_Problems and tasks_.
1/ In the passage on Tomb of the Cybermen, which story does Tomb of the Cybermen follow directly?
2/ Rewrite the passage on Tomb of the Cybermen from "Tomb of the Cybermen follows" to "looking quite cute.", renaming "Cybermats" to "Cyber-rats".

Tomb of the Cybermen follows directly after Evil of the Daleks, in which said Daleks killed (nay, exterminated) Victoria’s father. There is a quite touching scene in this story in which the Doctor (played by Patrick Troughton) talks to Victoria about grief and her memory of her father, referring obliquely to his own lost loved ones. In days of yore Doctor Who was primarily aimed at children, so I cannot but think this scene was intended as a comfort to any children who might themselves have lost family members.
The story also features Cybermats, which are kind of like rats that have been turned into animal versions of the Cybermen or something. I think they are meant to be threatening, but as is the way of such things they end up looking quite cute.
These days however Tomb of the Cybermen is often noted for its problematic racial stereotyping – Middle Eastern people are shifty while Africans (or the story’s one African) are muscleheads. And Americans are all “gee golly” etc., showing yet again the downpression and negative stereotyping white Americans must endure on a daily basis. I thought maybe the stereotyping was not the worst I have ever seen, but then I am notorious for my unwoke nature.

_Material_.

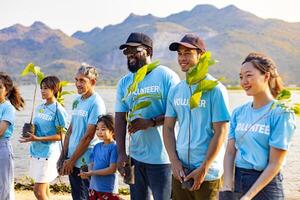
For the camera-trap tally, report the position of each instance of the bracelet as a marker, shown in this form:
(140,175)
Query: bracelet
(154,122)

_Task-by-task solutions_.
1/ Evil of the Daleks

2/
Tomb of the Cybermen follows directly after Evil of the Daleks, in which said Daleks killed (nay, exterminated) Victoria’s father. There is a quite touching scene in this story in which the Doctor (played by Patrick Troughton) talks to Victoria about grief and her memory of her father, referring obliquely to his own lost loved ones. In days of yore Doctor Who was primarily aimed at children, so I cannot but think this scene was intended as a comfort to any children who might themselves have lost family members.
The story also features Cyber-rats, which are kind of like rats that have been turned into animal versions of the Cybermen or something. I think they are meant to be threatening, but as is the way of such things they end up looking quite cute.